* SUPPLIED INFORMATION
------------------------------------------------------------

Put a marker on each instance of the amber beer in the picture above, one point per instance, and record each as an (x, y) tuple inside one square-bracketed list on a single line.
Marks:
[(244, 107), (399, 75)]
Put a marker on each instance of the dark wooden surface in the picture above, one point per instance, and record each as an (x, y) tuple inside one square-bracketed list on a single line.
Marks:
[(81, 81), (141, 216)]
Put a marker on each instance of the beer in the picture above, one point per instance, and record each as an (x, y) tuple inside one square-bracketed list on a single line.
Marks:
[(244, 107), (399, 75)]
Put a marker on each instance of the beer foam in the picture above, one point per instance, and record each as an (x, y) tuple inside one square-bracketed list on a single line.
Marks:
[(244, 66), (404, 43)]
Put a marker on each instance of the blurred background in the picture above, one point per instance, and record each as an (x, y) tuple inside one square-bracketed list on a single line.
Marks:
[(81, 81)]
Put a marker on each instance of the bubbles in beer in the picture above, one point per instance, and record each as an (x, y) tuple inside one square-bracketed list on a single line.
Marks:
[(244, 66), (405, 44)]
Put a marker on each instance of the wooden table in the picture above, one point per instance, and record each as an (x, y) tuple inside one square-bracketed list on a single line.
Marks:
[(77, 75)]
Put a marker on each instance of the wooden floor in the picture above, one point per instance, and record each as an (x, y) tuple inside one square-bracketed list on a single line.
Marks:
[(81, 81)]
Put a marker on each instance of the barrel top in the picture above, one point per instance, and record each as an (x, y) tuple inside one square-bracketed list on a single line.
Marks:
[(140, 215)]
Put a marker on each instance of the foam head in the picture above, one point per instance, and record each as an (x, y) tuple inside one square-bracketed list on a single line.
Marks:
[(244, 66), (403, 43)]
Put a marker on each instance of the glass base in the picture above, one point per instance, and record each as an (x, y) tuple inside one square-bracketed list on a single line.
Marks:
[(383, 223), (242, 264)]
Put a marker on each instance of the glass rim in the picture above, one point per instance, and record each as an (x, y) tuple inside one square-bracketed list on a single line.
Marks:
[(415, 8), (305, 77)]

------------------------------------------------------------

* TASK TO CARRY OUT
Where a line in the records above contains the string "glass", copy that line.

* EXERCISE OUTPUT
Put a marker on each instance of the glass base in the picture above, one point per instance, and record each as an (x, y) tuple inside one square-bracketed list on a single line.
Put a marker on each instance of the glass rim in the picture above, one point per instance, and record each as an (x, y) tuple inside one square-bracketed list on a single line.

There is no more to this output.